Grateful patient fundraising (GPFR) is the most frequently-named interest of applicants to the JHMPI Summer Institute, and a common focus of medical development professionals. Yet some physicians hesitate to work with development on GPFR, due to concerns about ethics and the potential negative impact of discussing money with patients. The media has also raised public awareness of GPFR and called into question its ethical acceptability.
At the JHMPI, we are taking these ethical concerns seriously. In June 2017, we held a two-day Summit on the Ethics of Grateful Patient Fundraising, in partnership with the Johns Hopkins Berman Institute of Bioethics and the Association of Healthcare Philanthropy (AHP). Participants were 29 experts from across the United States who represented bioethics, clinical practice, development, law, patient advocacy, philanthropy, psychology, and regulatory compliance. The Summit’s purpose was to identify, and to develop a working set of recommendations for how to address, ethical issues that may arise in GPFR.

**Task to complete**
Please write a continuation of the passage above on the ethics of grateful patient fundraising.

**Entries shown**
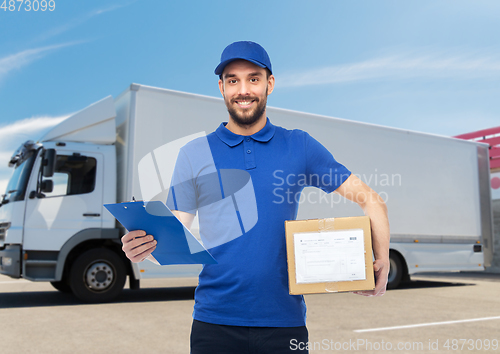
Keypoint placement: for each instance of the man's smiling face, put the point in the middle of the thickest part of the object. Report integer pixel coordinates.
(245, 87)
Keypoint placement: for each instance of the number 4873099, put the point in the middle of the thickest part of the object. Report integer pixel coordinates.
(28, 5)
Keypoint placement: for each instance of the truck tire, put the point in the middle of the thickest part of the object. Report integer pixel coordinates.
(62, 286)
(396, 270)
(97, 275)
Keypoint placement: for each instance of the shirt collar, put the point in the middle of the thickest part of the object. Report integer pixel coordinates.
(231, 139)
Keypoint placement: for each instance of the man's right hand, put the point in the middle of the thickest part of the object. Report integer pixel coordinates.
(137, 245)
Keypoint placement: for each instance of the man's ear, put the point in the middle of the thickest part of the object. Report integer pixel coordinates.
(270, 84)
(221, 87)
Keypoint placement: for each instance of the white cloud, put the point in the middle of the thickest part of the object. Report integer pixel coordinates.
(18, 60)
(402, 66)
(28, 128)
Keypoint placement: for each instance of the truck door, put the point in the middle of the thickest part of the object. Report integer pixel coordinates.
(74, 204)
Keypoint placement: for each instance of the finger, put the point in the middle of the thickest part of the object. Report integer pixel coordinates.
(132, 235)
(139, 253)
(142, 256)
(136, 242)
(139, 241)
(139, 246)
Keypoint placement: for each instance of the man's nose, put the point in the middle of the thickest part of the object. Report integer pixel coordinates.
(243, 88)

---

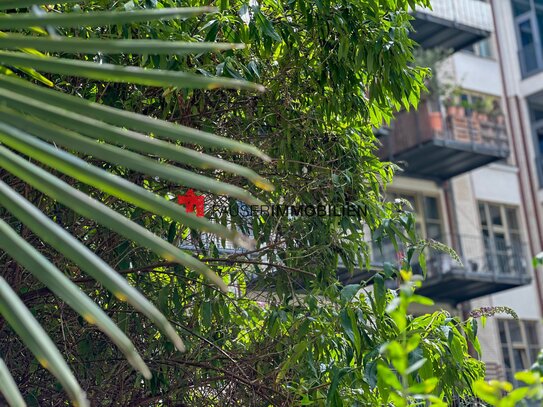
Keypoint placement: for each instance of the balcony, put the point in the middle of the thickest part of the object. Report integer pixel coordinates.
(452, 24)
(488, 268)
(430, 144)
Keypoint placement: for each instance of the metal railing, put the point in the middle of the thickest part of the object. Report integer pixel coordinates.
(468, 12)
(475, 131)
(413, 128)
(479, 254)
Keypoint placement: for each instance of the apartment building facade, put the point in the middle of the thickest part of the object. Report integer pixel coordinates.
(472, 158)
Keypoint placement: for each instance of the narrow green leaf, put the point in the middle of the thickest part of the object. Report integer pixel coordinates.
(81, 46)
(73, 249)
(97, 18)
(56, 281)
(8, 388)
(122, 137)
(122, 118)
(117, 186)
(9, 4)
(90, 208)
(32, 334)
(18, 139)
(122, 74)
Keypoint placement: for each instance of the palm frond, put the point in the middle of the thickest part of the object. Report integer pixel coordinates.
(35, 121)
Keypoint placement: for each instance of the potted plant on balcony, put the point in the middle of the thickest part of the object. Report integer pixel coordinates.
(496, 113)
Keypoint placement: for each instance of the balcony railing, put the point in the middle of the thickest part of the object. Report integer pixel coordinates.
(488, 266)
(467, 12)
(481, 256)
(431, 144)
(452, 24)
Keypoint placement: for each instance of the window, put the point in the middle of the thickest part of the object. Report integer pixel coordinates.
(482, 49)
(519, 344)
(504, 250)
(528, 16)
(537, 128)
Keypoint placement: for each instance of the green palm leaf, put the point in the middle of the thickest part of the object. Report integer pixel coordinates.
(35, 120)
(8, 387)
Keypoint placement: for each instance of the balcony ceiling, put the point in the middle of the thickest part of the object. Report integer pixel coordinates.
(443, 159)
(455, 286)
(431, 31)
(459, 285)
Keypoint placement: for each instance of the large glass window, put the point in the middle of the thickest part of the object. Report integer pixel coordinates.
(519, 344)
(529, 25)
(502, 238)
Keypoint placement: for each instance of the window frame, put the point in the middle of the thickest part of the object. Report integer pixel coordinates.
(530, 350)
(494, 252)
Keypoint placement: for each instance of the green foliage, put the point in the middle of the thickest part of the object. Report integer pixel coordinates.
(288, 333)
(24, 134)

* * *

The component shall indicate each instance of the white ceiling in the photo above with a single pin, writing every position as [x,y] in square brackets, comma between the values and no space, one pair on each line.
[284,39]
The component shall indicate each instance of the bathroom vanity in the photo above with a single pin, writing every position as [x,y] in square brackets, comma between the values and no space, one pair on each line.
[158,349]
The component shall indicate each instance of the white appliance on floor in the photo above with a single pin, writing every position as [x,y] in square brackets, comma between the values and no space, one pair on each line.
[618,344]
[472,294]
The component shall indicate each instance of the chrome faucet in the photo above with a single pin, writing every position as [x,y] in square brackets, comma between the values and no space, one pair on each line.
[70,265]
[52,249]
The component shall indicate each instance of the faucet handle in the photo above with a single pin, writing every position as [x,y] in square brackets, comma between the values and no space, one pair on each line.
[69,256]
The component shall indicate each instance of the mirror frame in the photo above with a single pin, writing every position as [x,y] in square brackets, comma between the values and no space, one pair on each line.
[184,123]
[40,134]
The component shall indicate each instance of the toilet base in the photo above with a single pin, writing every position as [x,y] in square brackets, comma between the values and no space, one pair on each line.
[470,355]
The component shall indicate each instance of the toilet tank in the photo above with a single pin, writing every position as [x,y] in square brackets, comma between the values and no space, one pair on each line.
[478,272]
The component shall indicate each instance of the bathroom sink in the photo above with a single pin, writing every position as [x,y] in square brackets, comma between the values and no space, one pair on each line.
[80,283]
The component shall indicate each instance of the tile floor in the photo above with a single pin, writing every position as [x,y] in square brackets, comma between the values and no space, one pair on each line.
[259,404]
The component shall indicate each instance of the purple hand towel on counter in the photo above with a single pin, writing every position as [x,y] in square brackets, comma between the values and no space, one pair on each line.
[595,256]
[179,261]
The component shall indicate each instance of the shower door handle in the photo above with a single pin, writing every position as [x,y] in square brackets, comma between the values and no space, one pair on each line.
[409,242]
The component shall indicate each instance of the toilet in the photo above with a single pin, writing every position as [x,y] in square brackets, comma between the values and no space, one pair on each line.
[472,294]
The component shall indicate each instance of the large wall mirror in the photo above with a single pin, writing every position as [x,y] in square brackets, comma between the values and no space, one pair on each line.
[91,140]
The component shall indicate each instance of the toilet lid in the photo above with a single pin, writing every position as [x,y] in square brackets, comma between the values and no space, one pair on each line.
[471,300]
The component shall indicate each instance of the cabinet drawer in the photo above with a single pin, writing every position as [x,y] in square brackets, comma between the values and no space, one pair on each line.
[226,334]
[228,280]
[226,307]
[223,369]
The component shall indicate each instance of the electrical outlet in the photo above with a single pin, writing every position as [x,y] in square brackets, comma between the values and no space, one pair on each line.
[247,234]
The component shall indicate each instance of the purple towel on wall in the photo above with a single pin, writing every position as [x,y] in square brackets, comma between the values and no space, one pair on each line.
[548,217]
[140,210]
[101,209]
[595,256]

**Solved problem**
We have published the Summit’s results presented as an expert-derived set of guidelines for ethical practice of GPFR, and intended for use by clinicians and development professionals. At Johns Hopkins, with input from a GPFR ethics task force, we have developed a Q&A format of the guidelines for internal use, and we are deploying this guide across all units of the Fund for Johns Hopkins Medicine as part of our Hopkins Way model.